## DATA TO USE
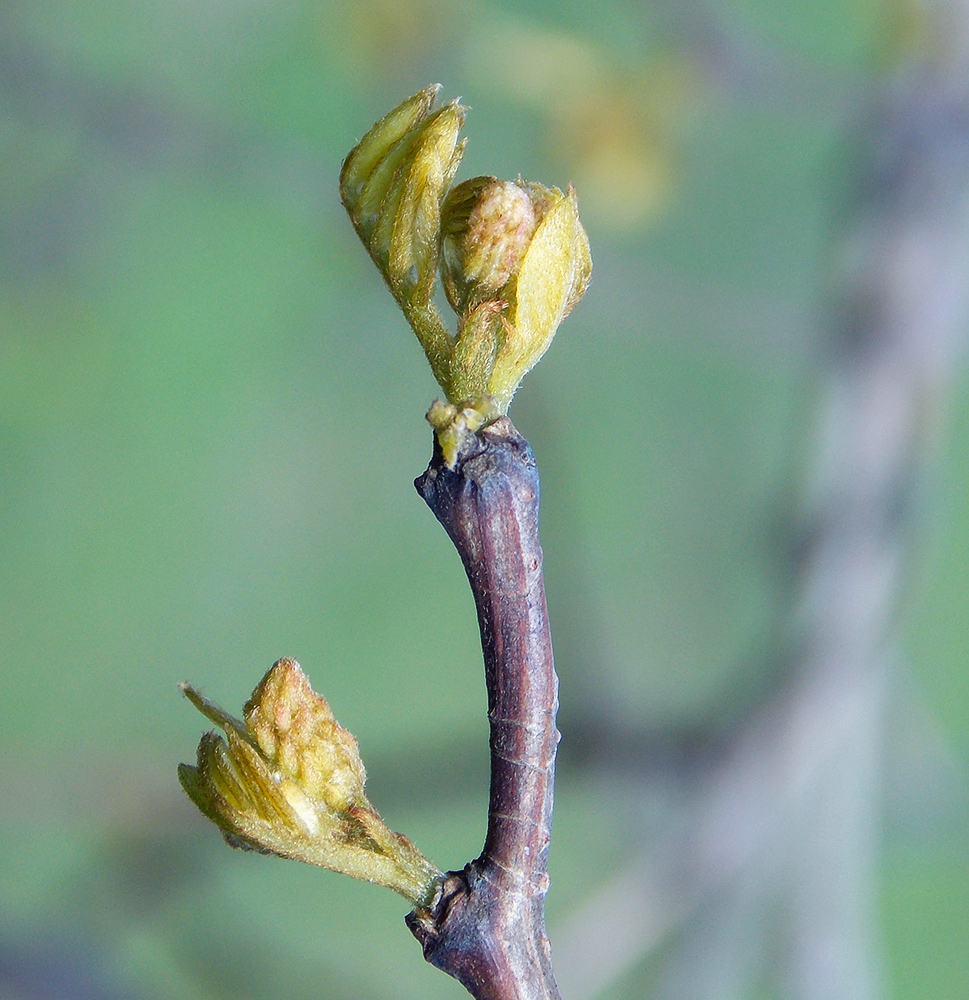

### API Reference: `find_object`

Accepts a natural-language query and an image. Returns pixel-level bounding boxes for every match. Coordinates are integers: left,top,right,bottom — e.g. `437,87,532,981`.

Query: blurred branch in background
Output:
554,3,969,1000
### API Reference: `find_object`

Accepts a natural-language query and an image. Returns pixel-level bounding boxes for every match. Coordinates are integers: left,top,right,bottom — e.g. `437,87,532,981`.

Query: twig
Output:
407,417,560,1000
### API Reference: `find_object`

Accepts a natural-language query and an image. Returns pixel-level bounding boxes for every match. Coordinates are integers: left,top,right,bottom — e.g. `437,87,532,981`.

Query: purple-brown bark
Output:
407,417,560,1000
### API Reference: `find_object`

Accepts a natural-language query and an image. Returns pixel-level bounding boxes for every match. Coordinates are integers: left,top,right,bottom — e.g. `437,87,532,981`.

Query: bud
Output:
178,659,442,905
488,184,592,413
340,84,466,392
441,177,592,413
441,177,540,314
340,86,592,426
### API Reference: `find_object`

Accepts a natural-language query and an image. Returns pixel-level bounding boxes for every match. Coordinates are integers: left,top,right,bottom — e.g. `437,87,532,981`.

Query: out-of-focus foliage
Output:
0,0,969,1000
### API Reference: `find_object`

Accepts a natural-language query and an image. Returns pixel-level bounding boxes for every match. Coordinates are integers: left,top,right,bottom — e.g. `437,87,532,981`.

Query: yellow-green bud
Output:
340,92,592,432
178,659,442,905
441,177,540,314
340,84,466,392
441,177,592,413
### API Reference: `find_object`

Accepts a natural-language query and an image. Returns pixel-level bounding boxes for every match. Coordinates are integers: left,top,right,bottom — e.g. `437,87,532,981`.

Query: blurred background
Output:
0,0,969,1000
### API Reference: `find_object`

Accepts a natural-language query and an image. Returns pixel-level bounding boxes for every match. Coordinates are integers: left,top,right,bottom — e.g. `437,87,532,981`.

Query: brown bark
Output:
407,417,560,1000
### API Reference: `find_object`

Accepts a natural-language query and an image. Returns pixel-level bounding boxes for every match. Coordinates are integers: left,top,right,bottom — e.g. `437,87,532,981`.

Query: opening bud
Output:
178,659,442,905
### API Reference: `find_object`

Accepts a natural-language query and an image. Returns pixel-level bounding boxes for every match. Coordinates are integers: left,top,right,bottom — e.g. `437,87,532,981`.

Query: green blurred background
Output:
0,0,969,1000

## AIM OF THE TASK
Convert all of the rows above into a JSON list of strings, with one string for each line. Omit blank lines and leave the pictures out.

## REPLY
[
  "### API Reference: `find_object`",
  "Accepts a natural-language query and an image. Returns pixel-level bounding boxes for every match. Coordinates are integers: left,top,right,bottom — e.g. `437,87,532,981`.",
  "Query: blurred branch in background",
  "Output:",
  "554,3,969,1000",
  "### API Reference: `find_object`",
  "Accepts a natural-language query and an image. Returns pixel-level bounding boxes for every match. Coordinates are integers: left,top,right,bottom — e.g. `437,87,532,981`.",
  "Query: twig",
  "Output:",
  "407,417,560,1000",
  "### API Reference: `find_object`",
  "Accepts a natural-language query and an image. Returns pixel-level bounding boxes for every match. Coordinates are integers: left,top,right,bottom — e.g. `437,87,532,981`.",
  "Query: purple-brown bark",
  "Output:",
  "407,417,560,1000",
  "### API Reference: `find_object`",
  "Accepts a natural-language query and an image. Returns pixel-level bounding boxes for every match. Coordinates are integers: left,top,right,bottom — e.g. `437,87,532,981`.",
  "Query: bud",
  "Output:",
  "178,659,442,905",
  "488,184,592,413",
  "340,84,466,392",
  "441,177,592,413",
  "441,177,540,314",
  "340,86,592,426",
  "### API Reference: `find_object`",
  "Accepts a natural-language query and an image. Returns pixel-level bounding boxes for every match. Coordinates are integers: left,top,right,bottom — e.g. `437,87,532,981`.",
  "Query: out-of-focus foliage",
  "Output:",
  "0,0,969,1000",
  "### API Reference: `find_object`",
  "Accepts a natural-language query and an image. Returns pixel-level bounding boxes for every match. Coordinates are integers: left,top,right,bottom — e.g. `437,87,532,981`.",
  "Query: yellow-green bud",
  "Output:",
  "340,92,592,432",
  "178,659,442,905",
  "441,177,540,314",
  "340,84,466,392",
  "441,177,592,413",
  "### API Reference: `find_object`",
  "Accepts a natural-language query and an image. Returns pixel-level bounding boxes for every match. Coordinates are integers: left,top,right,bottom — e.g. `437,87,532,981`.",
  "Query: blurred background",
  "Output:",
  "0,0,969,1000",
  "### API Reference: `find_object`",
  "Accepts a natural-language query and an image. Returns pixel-level bounding boxes for every match. Coordinates are integers: left,top,right,bottom — e.g. `437,87,532,981`.",
  "Query: brown bark",
  "Output:",
  "407,417,560,1000",
  "### API Reference: `find_object`",
  "Accepts a natural-language query and an image. Returns pixel-level bounding boxes for every match. Coordinates are integers: left,top,right,bottom — e.g. `437,87,532,981`.",
  "Query: opening bud",
  "Output:",
  "178,659,442,905",
  "### API Reference: `find_object`",
  "Accepts a natural-language query and an image. Returns pixel-level bounding boxes for every match. Coordinates are integers: left,top,right,bottom — e.g. `437,87,532,981`.",
  "Query: green blurred background",
  "Output:",
  "0,0,969,1000"
]